Reproduce every line of the material below as a numbered list, skipping blank lines and leaving out the pictures.
>> BEGIN Rows
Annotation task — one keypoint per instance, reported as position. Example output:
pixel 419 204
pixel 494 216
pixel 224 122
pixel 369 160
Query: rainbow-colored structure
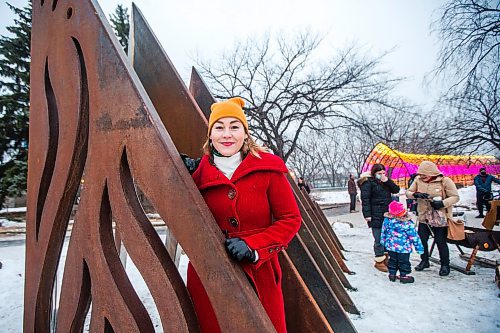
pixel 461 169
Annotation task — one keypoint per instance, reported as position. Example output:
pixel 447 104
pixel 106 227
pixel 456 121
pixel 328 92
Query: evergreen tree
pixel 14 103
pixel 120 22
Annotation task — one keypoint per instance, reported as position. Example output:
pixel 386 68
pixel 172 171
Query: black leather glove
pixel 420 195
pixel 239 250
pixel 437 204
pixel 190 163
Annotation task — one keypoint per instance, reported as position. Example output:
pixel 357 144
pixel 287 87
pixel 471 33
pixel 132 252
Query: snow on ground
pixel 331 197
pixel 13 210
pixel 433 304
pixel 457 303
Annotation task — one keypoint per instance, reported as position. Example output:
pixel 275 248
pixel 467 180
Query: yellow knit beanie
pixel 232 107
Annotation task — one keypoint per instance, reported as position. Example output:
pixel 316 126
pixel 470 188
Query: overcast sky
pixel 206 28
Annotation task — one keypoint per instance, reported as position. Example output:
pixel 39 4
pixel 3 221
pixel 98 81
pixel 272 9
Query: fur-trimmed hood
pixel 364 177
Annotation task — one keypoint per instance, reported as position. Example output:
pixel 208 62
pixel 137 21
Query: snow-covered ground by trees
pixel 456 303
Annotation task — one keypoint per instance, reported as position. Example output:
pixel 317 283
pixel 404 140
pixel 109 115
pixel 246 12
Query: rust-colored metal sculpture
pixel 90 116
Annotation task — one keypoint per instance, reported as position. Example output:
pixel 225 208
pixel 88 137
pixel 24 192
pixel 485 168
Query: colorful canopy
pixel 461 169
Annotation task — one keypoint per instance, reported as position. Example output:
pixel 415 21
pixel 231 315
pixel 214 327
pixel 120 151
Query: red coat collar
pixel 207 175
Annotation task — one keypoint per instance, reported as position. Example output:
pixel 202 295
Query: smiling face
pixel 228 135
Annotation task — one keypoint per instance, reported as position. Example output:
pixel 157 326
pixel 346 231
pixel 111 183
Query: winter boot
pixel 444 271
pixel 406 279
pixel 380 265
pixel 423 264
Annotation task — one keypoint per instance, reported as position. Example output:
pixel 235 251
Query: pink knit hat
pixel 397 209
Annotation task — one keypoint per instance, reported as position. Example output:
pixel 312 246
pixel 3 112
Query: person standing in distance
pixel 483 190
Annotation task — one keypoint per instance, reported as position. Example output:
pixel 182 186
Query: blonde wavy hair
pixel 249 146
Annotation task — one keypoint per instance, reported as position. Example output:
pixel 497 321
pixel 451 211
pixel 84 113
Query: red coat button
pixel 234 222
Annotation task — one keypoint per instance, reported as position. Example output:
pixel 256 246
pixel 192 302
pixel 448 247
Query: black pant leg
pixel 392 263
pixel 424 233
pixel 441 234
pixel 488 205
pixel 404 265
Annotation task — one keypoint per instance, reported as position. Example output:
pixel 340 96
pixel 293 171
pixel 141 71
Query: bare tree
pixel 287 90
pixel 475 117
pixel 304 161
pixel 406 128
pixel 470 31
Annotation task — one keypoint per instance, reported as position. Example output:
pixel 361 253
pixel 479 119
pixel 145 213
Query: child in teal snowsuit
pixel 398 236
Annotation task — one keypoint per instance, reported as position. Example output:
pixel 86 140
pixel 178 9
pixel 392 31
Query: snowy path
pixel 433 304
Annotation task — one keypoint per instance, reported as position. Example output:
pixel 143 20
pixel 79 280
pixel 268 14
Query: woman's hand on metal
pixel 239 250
>> END Rows
● Solution to the exercise:
1. Annotation task — one keypoint per instance, reported as position. Example output:
2. pixel 419 204
3. pixel 494 216
4. pixel 224 122
5. pixel 369 160
6. Query: rainbow-colored structure
7. pixel 461 169
8. Annotation task — one keypoint per instance, reported as position. Example output:
9. pixel 447 104
10. pixel 106 227
11. pixel 456 121
12. pixel 328 92
13. Query: evergreen tree
14. pixel 14 103
15. pixel 120 22
16. Annotation task — one keypoint per instance, reported as position. Example output:
17. pixel 386 68
18. pixel 172 171
19. Query: black leather glove
20. pixel 420 195
21. pixel 239 250
22. pixel 437 204
23. pixel 190 163
24. Annotation task — one keypoint per instance, reported as position. Example output:
25. pixel 357 144
26. pixel 287 87
27. pixel 471 33
28. pixel 132 252
29. Query: snow on ground
30. pixel 331 197
31. pixel 13 210
32. pixel 433 304
33. pixel 457 303
34. Annotation task — one keypoint per instance, reported as position. Example output:
35. pixel 275 248
36. pixel 467 180
37. Query: yellow knit beanie
38. pixel 232 107
39. Annotation task — one keypoint per instance, reported as position. Example output:
40. pixel 316 126
41. pixel 470 188
42. Query: overcast sky
43. pixel 206 28
44. Annotation task — one keypoint per instance, reported as position. Example output:
45. pixel 39 4
46. pixel 3 221
47. pixel 98 81
48. pixel 272 9
49. Query: fur-trimmed hood
50. pixel 364 177
51. Annotation task — one keypoint per instance, reported as position. Example output:
52. pixel 208 62
53. pixel 137 21
54. Query: snow-covered ground by trees
55. pixel 456 303
56. Annotation task — one keypoint per instance, reported as position. Example output:
57. pixel 317 283
58. pixel 404 140
59. pixel 109 115
60. pixel 246 12
61. Query: rust-colored metal sculpture
62. pixel 90 116
63. Annotation task — one keypoint per instance, reported as position. Example output:
64. pixel 225 208
65. pixel 88 137
66. pixel 24 192
67. pixel 485 168
68. Query: colorful canopy
69. pixel 461 169
70. Annotation task — one keypoint per instance, reported as position. Example output:
71. pixel 415 21
72. pixel 231 315
73. pixel 214 327
74. pixel 120 151
75. Query: red coat collar
76. pixel 207 175
77. Annotation task — one keypoint per instance, reported as position. Example output:
78. pixel 202 295
79. Query: smiling face
80. pixel 228 135
81. Annotation task — one keypoint per instance, reported as position. Example output:
82. pixel 157 326
83. pixel 346 231
84. pixel 111 183
85. Query: winter boot
86. pixel 444 271
87. pixel 406 279
88. pixel 380 265
89. pixel 423 264
90. Annotation task — one keypoint per instance, reported as position. Example output:
91. pixel 235 251
92. Query: pink knit hat
93. pixel 397 209
94. Annotation task — one keypoint per instance, reported as position. Example output:
95. pixel 312 246
96. pixel 3 112
97. Query: person standing in distance
98. pixel 483 190
99. Annotation task — one keypoint per instance, reported as position. Example output:
100. pixel 182 186
101. Query: blonde wavy hair
102. pixel 249 146
103. Annotation task — one keypoint per instance, reported as position. Example output:
104. pixel 497 321
105. pixel 451 211
106. pixel 84 113
107. Query: red coat button
108. pixel 234 222
109. Annotation task — one keypoint per instance, reported as position. Example output:
110. pixel 256 246
111. pixel 192 302
112. pixel 448 247
113. Query: black pant leg
114. pixel 392 263
115. pixel 424 233
116. pixel 441 234
117. pixel 488 205
118. pixel 404 265
119. Annotation task — one keypoint per instance, reported as position. Example output:
120. pixel 340 96
121. pixel 293 171
122. pixel 141 71
123. Query: bare tree
124. pixel 287 90
125. pixel 475 117
126. pixel 304 161
127. pixel 406 128
128. pixel 470 31
129. Annotation task — one keypoint per instance, reported as position. Example output:
130. pixel 361 253
131. pixel 479 119
132. pixel 145 213
133. Query: child in teal snowsuit
134. pixel 398 236
135. Annotation task — one keypoint per instance, reported as position. Example output:
136. pixel 86 140
137. pixel 178 9
138. pixel 392 31
139. Query: snowy path
140. pixel 433 304
141. Annotation task — one keypoint per instance, reported as position. Example output:
142. pixel 143 20
143. pixel 79 280
144. pixel 268 14
145. Query: woman's hand on metal
146. pixel 239 250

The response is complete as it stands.